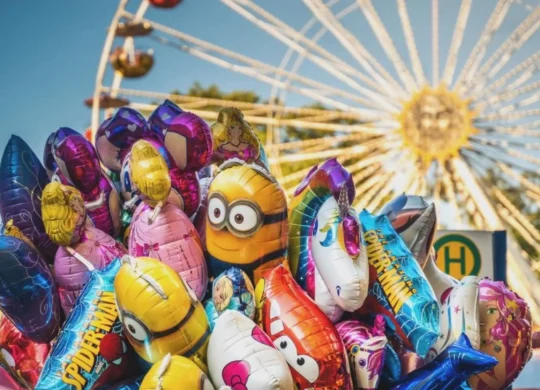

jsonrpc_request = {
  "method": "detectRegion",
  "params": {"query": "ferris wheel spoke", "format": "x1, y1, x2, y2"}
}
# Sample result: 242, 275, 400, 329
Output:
471, 52, 540, 100
303, 0, 407, 98
221, 0, 397, 112
431, 0, 439, 86
442, 0, 472, 86
397, 0, 426, 85
454, 0, 512, 94
356, 0, 418, 93
460, 8, 540, 96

####

GIVEN INSTRUCTION → Could you reproduce the items above line for line, with no changes, and leave out the pictures?

RESULT OF THIS EXERCISE →
jsonrpc_request = {
  "method": "detectRegion",
  "params": {"query": "ferris wheel spoke", "format": "x1, y1, x2, y2"}
}
# Sample result: 242, 275, 400, 329
Output:
471, 52, 540, 100
303, 0, 407, 98
221, 0, 397, 112
431, 0, 439, 86
442, 0, 472, 86
397, 0, 426, 85
454, 0, 512, 94
356, 0, 418, 93
460, 8, 540, 96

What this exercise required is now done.